◆ **What to work on**
A - Could you copy the part of the market-volatility letter that opens with "As I have often" and closes with "disciplined investment process.", swapping "patient" for "steady"?
B - What would come next if you extended the market-volatility letter past its final sentence?

◆ **Selected passage**

Here are some additional tips to help mitigate market volatility.


  • Stay calm
  • Remain invested
  • Maintain a diversified portfolio
  • Monitor your investments
  • Understand your risk tolerance
  • Set realistic expectations
  • Consult your financial advisor periodically to make sure you are on track


  • Panic
  • Make emotional investment decisions
  • Attempt to time the market
  • Lose focus of your long-term financial goals

As I have often stated, our investment philosophy remains based on the fundamentals. We believe it is time---not timing---that matters most. The successful long-term investor is patient, weathers market swings, and adheres to a disciplined investment process. 

Over the course of a lifetime, financial goals and objectives change and evolve. A financial check-up can help evaluate your financial health, highlight adjustments needed, and develop and implement a plan for success. If you would like to discuss changes to your financial situation, schedule a meeting, or have any questions, please contact our office.

In closing, I want to thank you for the opportunity of working with you and for your continued confidence and trust. I wish you and your family good health.

With kindest personal regards, I am

Very truly yours,




2020 Coronavirus Aid, Relief, and Economic Security (CARES) Act

$2.283 trillion emergency relief package. Designed to cushion the effects of virus-containment policies on business and personal finances.

  • $150 billion to support hospitals and community health centers.
  • $500 billion in loans for distressed industries and businesses (airlines, mass transit, postal service).
  • $350 billion allocated to support small businesses through Small Business Admininstration: Economic Injury Disaster Loan (low interest loan), Emergency Economic Injury Grant (advance on disaster loan up to $10,000), Small Business Debt Relief Program (additional access to credit), and the Paycheck Protection Program (forgivable loan for payroll, rent and utilities).
  • $150 billion in direct support for state and local governments to fight pandemic.
  • Economic impact payments to households: one-time stimulus check amounting to $1,200 per adult and $500 per child (subject to income and phaseout limits).
  • Improvements to unemployment benefits: unemployment insurance expands from 26 weeks to 39 weeks, benefit payments increase by $600 per week for 4 months,  contractors, and self employed eligible to receive benefits.

◆ **Record excerpts**

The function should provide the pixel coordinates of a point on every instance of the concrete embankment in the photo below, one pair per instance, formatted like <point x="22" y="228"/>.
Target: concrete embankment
---
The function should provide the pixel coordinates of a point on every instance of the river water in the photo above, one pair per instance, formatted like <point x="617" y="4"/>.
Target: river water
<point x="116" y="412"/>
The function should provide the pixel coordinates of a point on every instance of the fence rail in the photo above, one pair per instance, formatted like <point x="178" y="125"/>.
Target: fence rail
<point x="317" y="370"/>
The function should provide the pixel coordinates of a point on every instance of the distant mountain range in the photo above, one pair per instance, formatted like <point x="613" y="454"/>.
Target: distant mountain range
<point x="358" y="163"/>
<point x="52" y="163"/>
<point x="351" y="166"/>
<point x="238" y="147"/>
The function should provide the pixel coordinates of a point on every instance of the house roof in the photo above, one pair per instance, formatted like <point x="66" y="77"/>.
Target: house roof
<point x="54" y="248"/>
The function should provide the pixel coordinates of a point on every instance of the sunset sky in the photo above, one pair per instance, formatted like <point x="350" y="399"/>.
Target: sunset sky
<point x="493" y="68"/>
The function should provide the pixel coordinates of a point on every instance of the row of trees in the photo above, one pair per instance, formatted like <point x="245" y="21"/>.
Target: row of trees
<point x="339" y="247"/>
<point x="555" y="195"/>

◆ **Task answers**
A -
As I have often stated, our investment philosophy remains based on the fundamentals. We believe it is time---not timing---that matters most. The successful long-term investor is steady, weathers market swings, and adheres to a disciplined investment process.

B -
  • Moratorium on RMDs from IRAs and other retirement plans.  Distributions made for the 2020 calendar year can be returned to tax-deferred accounts. Inherited IRA distributions are not eligible to be returned.
  • Penalties for early “hardship” withdrawals are waived in 2020 for coronavirus related distributions from IRAs and qualified plans. Distributions subject to income tax but the amount can be spread out over a three-year period.  Distributions are also eligible for recontribution within three years of withdrawal.
  • Retirement plan loan limits increased: $100,000 or 100% of vested balance (whichever is less), expanded limits apply to loans made from March 27 to September 23, 2020, and loan repayments deferred for 2020.
  • Charitable giving changes: Qualified Charitable Contributions will not offset an RMD this year since RMDs are suspended for 2020, a new above-the-line deduction created for charitable contributions of $300, cash gifts to most public charities increased for 2020 up to 100% of adjusted gross income (normally limited to 60% of AGI).
  • Federal tax filing deadline delayed until July 15, 2020.
  • $30 billion to bolster state education and school funding.  Federal student loan and interest payments suspended through September 30th
  • Health Savings Accounts and Healthcare Flexible Spending Accounts allowed to use assets for over-the-counter medications.
  • Mandatory insurance coverage for COVID-19 treatment and vaccine. Free testing.